───── TEXT SHOWN ─────
April 1, 2011
Formally Announces Request for Proposal & Implementation Schedule
WASHINGTON – The Department of Veterans Affairs (VA) today released a draft Request for Proposal (RFP) aimed at forming an Open Source community around its ground-breaking VistA (Veterans Integrated System Technology Architecture) electronic health record (EHR) system. When award is made under a planned RFP for a custodial agent, VA will commit to deploy the Open Source version of VistA to all of its facilities, and will contribute all non-security essential modifications to the product it makes or pays for directly to the Open Source custodian. VA will also commit to participate in Open Source VistA with other public and private sector participants.
"VistA is an important asset for VA, and for the Nation,” said Secretary of Veterans Affairs Eric K. Shinseki. “As we work to ensure that we provide Veterans with the best in health care, modernization of VistA is absolutely critical. This move towards Open Source welcomes private sector partners to work with us to improve VistA, and is an important part of our strategy to ensure that VA clinicians have the best tools possible, and that Veterans receive the best health care possible."
VA expects to begin conversion to an Open Source version of VistA by this summer. A key step in this process will be the selection of a custodial agent to perform all aspects of operating the Open Source community. On Feb. 18, 2011, VA released a Request for Information (RFI) asking for information from stakeholders and potential offerors for a custodial agent. Concurrent to this announcement VA issued a draft RFP for custodial services.
The VistA system is widely viewed as the most extensively used electronic health record system in the Nation. It is currently used in 153 major VA hospitals and more than 800 community based outpatient clinics across the U.S. It forms the basis of the Resource and Patient Management System (RPMS), the EHR system used by the Indian Health System, as well as the basis of installations in more than 50 hospitals globally. A vibrant community outside VA already uses VistA.
"Over the past year, we have followed a deliberative process to examine the implications of Open Source for VistA, and we are convinced that this is the best approach for VA, Veterans, and taxpayers," said Roger Baker, VA assistant secretary for information and technology. “Our primary goal is to re-ignite the innovative processes that made VistA such a great EHR system. We also want to ensure that vendors of proprietary products can easily and confidently integrate their products with VistA to make them available for VA to purchase and use in our facilities.“
VA expects that other organizations may commit to VistA Open Source, and welcomes their participation in the development, use and governance of VistA.
─────
* **ACTION ITEM A**
In the VistA announcement, write out the stretch from "VA expects to" through "for custodial services." again, substituting "steward" for "custodial agent".
* **ACTION ITEM B**
Do these statements agree with the VistA announcement? Answer yes or no for each, quoting the deciding words. (i) VistA is used in more than 800 community based outpatient clinics in the U.S. (ii) VA released its Request for Information in March 2011. (iii) VA expects to begin conversion to an Open Source version of VistA by this winter.
* **ACTION ITEM C**
Translate this sentence from the VistA announcement into Spanish: "A vibrant community outside VA already uses VistA."
The listing is unrelated to the VistA announcement.
───── PROVIDED DATA ─────
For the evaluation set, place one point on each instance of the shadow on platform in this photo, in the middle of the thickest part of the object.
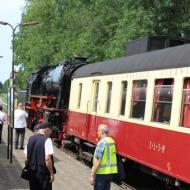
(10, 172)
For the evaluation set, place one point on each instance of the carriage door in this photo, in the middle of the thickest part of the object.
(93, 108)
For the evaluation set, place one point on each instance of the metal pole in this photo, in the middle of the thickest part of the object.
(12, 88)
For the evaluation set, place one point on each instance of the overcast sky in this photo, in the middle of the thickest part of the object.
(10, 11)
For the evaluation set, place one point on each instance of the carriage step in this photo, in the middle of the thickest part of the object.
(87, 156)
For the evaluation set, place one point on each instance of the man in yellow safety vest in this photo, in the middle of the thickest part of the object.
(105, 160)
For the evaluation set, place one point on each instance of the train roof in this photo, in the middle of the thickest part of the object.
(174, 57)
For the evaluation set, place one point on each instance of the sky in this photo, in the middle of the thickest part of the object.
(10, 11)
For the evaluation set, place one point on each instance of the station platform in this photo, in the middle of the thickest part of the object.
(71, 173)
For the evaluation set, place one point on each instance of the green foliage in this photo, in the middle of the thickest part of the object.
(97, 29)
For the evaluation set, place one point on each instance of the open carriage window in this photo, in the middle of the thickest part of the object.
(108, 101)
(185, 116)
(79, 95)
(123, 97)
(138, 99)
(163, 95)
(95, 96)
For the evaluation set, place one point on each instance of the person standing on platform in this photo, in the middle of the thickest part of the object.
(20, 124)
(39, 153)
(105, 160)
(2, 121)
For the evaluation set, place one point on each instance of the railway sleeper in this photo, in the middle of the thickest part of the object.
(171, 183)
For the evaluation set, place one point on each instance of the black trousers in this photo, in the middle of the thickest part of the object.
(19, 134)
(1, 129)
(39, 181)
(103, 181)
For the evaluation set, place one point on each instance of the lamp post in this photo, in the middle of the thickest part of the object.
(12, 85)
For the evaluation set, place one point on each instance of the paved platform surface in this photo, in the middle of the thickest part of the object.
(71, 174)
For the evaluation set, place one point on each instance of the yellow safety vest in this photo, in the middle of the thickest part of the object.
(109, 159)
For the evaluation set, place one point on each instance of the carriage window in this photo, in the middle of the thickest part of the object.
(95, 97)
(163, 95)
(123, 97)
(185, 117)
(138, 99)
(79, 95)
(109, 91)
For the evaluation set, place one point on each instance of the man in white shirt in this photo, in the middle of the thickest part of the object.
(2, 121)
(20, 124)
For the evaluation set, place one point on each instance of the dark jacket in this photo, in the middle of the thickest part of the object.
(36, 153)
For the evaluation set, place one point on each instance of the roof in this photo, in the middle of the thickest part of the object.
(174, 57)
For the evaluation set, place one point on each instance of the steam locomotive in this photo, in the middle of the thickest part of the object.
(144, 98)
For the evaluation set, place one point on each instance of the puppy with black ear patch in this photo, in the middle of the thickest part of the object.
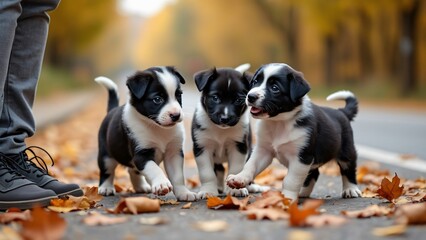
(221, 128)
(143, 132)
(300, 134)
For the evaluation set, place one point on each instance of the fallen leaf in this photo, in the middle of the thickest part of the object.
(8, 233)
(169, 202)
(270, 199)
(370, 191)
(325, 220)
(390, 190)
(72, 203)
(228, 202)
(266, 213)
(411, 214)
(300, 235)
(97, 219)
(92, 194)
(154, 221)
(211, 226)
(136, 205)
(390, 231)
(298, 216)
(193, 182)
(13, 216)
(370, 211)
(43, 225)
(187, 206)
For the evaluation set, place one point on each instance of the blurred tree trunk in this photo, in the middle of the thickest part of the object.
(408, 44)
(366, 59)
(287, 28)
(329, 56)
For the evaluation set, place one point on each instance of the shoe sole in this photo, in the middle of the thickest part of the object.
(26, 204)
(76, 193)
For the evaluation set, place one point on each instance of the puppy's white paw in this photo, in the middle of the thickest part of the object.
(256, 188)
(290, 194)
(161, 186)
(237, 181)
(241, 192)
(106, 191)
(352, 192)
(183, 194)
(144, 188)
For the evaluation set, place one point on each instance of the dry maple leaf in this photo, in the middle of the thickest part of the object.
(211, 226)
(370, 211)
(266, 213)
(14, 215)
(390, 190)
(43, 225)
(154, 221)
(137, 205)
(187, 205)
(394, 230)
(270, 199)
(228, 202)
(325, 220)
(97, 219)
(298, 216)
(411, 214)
─────
* **FINAL ANSWER A**
VA expects to begin conversion to an Open Source version of VistA by this summer. A key step in this process will be the selection of a steward to perform all aspects of operating the Open Source community. On Feb. 18, 2011, VA released a Request for Information (RFI) asking for information from stakeholders and potential offerors for a steward. Concurrent to this announcement VA issued a draft RFP for custodial services.

* **FINAL ANSWER B**
(i) Yes: "more than 800 community based outpatient clinics across the U.S."
(ii) No: "On Feb. 18, 2011, VA released a Request for Information (RFI)"
(iii) No: "VA expects to begin conversion to an Open Source version of VistA by this summer."

* **FINAL ANSWER C**
Una comunidad dinámica fuera de VA ya utiliza VistA.